## Consegna
Rispondi in breve a queste domande sul testo in esame.
(a) Secondo le parole iniziali di Ippolito, dove si sviluppa la libertà concreta?
(b) Con che cosa il ddl 2801 sarebbe una totale rottura?
(c) Che cosa succede alle condizioni di vita di una società senza tale umanesimo?

━━━ Testo in esame ━━━

Anzi, sarebbe questo il senso delle parole iniziali di Ippolito “la libertà concreta si sviluppa dentro la vita”. Ma lui scrive che il ddl 2801 è una totale rottura con l’umanesimo occidentale, mostrando un assoluto determinismo impositivo, contrario al metodo della falsificazione (e quindi del tutto antiscientifico). E inoltre la non consapevolezza degli sviluppi dell’umanesimo occidentale, inseparabile dalla centralità umana e perciò arrivato a scoprire l’importanza decisiva della diversità individuale per conoscere sempre di più i meccanismi della realtà. Perciò si deve riaffermare che, senza tale umanesimo, arretrano le condizioni di vita di una società.

━━━ Estratto dei dati ━━━

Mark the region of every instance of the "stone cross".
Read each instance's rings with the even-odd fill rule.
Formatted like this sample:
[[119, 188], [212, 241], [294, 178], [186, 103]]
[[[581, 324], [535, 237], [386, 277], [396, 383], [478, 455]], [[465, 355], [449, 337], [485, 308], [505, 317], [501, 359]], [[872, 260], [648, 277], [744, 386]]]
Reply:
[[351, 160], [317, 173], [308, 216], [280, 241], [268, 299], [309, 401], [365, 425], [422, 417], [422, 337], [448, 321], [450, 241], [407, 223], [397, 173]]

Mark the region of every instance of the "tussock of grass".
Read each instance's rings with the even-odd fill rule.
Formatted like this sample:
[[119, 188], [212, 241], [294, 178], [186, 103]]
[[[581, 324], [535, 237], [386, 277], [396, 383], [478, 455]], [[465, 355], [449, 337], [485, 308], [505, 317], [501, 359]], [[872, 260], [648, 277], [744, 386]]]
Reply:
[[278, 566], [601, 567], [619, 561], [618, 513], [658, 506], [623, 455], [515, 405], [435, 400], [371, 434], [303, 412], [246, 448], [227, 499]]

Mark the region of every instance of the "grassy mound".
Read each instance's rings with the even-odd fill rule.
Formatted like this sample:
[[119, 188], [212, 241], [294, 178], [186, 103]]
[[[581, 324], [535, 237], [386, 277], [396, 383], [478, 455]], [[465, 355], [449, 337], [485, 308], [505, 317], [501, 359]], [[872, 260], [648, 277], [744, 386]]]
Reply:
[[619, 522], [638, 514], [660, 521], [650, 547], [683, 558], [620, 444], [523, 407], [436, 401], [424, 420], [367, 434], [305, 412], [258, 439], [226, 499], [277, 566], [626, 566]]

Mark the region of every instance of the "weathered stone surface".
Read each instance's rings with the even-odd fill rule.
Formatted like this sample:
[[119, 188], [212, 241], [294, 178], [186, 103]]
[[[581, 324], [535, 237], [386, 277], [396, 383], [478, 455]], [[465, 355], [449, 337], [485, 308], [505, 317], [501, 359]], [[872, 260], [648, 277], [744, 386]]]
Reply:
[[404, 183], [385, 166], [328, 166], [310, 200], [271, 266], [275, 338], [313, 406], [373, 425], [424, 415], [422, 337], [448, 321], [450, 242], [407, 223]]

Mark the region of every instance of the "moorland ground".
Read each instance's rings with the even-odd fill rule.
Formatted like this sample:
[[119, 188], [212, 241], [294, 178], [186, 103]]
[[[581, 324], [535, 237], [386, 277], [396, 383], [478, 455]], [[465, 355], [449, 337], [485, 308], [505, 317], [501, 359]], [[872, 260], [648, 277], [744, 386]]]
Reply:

━━━

## Risposta
(a) Dentro la vita.
(b) Con l'umanesimo occidentale.
(c) Arretrano.